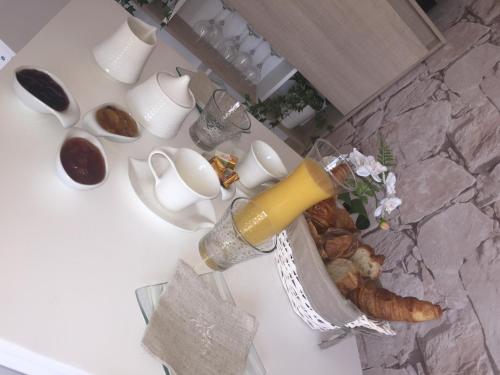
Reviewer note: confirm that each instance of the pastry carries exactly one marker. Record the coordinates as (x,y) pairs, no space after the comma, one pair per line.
(380,303)
(323,214)
(368,263)
(343,220)
(339,243)
(345,275)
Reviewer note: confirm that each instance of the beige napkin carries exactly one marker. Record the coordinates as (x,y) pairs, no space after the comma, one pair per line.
(196,333)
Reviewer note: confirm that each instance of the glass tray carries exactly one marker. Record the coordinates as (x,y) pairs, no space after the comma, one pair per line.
(148,298)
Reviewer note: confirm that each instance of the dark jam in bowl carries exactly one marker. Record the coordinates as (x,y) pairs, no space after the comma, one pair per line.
(42,86)
(83,161)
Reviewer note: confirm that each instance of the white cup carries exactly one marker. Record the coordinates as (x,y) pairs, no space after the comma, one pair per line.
(188,179)
(161,103)
(125,52)
(260,164)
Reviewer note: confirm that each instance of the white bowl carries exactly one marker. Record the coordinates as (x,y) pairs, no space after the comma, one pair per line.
(90,123)
(61,172)
(67,118)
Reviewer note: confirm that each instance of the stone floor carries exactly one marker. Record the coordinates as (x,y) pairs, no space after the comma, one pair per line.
(443,122)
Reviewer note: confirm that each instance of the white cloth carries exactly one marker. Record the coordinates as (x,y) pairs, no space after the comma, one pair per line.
(195,332)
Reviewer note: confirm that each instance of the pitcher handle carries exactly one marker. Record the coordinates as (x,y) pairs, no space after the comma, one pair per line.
(150,158)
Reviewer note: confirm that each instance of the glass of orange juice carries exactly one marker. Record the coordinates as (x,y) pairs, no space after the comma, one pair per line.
(236,237)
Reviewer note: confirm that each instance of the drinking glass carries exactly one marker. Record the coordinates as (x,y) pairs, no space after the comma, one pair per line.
(334,163)
(229,49)
(211,29)
(222,118)
(230,241)
(254,73)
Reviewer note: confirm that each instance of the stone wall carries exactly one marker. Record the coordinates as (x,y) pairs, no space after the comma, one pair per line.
(443,122)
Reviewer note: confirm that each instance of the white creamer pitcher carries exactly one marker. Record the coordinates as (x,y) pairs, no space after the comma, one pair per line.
(161,103)
(125,52)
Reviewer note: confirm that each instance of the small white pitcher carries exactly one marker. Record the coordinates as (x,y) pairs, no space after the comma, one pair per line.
(260,164)
(161,103)
(125,52)
(188,179)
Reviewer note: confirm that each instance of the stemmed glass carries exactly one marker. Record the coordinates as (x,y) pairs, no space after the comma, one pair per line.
(210,30)
(243,60)
(230,47)
(254,73)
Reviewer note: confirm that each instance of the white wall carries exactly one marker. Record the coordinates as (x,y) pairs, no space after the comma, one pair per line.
(21,20)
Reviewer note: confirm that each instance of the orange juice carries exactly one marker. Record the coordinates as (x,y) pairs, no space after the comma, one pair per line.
(274,209)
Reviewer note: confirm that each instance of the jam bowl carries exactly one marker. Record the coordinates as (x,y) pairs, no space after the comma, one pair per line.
(81,161)
(112,122)
(44,92)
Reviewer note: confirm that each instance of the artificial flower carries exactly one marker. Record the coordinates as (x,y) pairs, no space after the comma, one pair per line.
(366,165)
(387,205)
(390,184)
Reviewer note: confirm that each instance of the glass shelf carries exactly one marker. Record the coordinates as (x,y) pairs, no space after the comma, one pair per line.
(149,296)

━━━━━━━━━━━━━━━━━━━━━━━━━━━━━━

For each line above, output its wording exactly and leave out any picture.

EXPECTED ANSWER:
Reviewer note: confirm that each instance of the pastry carries exactly one marker. Record the coordinates as (x,y) pairs, no space after the comma, one pair per line.
(380,303)
(323,214)
(368,263)
(343,220)
(339,243)
(345,275)
Reviewer note: confirm that each instance of the beige napkin carries exactly one marker. Record the coordinates as (x,y) pairs, no space after the comma, one pair per line.
(196,333)
Reviewer note: confirm that each instance of the glass tray carries exactly one marker. Record the coordinates as (x,y) pairs, no space after the comma, one pair per line.
(148,298)
Reviewer note: confirm that each instance of the dark jam in bowl carries exactly one marker. Record the coordinates as (x,y) pairs, no space after the comma, one pair per line.
(42,86)
(83,161)
Reviewer note: confirm that each instance of the white cup carries exactly one marker. Record the coordinates as (x,y) pairs, no space after the comma, one pair per line.
(188,179)
(161,103)
(125,52)
(260,164)
Reviewer note: confirm that each instance of the white bowl carries exactly one marker. Record the coordinates as (x,y) pairs, no space after the comma, one pair per line.
(90,123)
(61,172)
(67,118)
Reviewer note: confirm that each instance of the stone floor carries exactly one marker. Record the coordinates as (x,y) pairs, no space after the comma, one pair per line.
(443,122)
Reviewer note: confirm that each instance of the white cloth carries exactly one marker. Record the coordinates as (x,y) pairs, no space after the comma, one pair per line.
(195,332)
Reviewer note: confirm that each instance of the pitcher handle carries exactly one marker. Record the coordinates as (x,y) pairs, no space after the comma, one pair per line.
(150,158)
Reviewer note: confirm that each instance of the glass of orange juice carries exactly one marker. Record the coordinates as (x,y) pairs, no space after the comma, one pair per line.
(236,237)
Reviewer note: confirm that each instance of the drinking glass carries exactly one marker. Record the coordinates as (x,y) pairs, no space after the comma, one pair per line.
(334,163)
(229,49)
(211,29)
(222,118)
(230,241)
(254,73)
Reviewer note: confirm that each instance of the stone wall carries exactly one marker. Record the coordinates as (x,y) pairs, no space after the comma, one pair per line.
(443,122)
Reviewer note: confirm that each instance of the white creamer pitcher carries exactly one marker. Record the coordinates as (x,y) pairs, no space after the comma, one pair per line.
(161,103)
(125,52)
Reviewer note: confirm that each instance of the small white pitcher carries exactly one marker. Record the coordinates as (x,y) pairs, no space after the comma, one pair per line.
(260,164)
(161,103)
(125,52)
(188,179)
Reviewer note: confirm that each instance of the stemmed glass carries exactly one marker. Record the coordinates as (x,y) pairs, no space after the comma, one pair per line.
(210,30)
(243,60)
(230,47)
(254,73)
Reviewer note: confirm that each instance of the white wall carries exactly one marker. Record the coordinates as (x,y) pairs, no space after the comma, one pair per line.
(21,20)
Reviewer note: confirm that each instance of the orange juice carries exactly one marker. Record the coordinates as (x,y) pairs, no space after the comma, one pair per line.
(274,209)
Reviewer note: confirm that each instance of the jam bowl carries exactly one marker. Record the coordinates as (x,y) pairs, no space after the comma, one pair per line.
(81,161)
(112,122)
(44,92)
Reviewer note: confirm that each instance of the artificial flower carries exactly one marker. Record the coordinates as (x,y) pairs, no space after the comma, one pair per line.
(366,165)
(387,205)
(390,184)
Reviewer note: confirm that each instance of the glass shelf carries exactly one marker. Record the coordinates as (x,y) pairs, no space after the comma, one pair per line.
(149,296)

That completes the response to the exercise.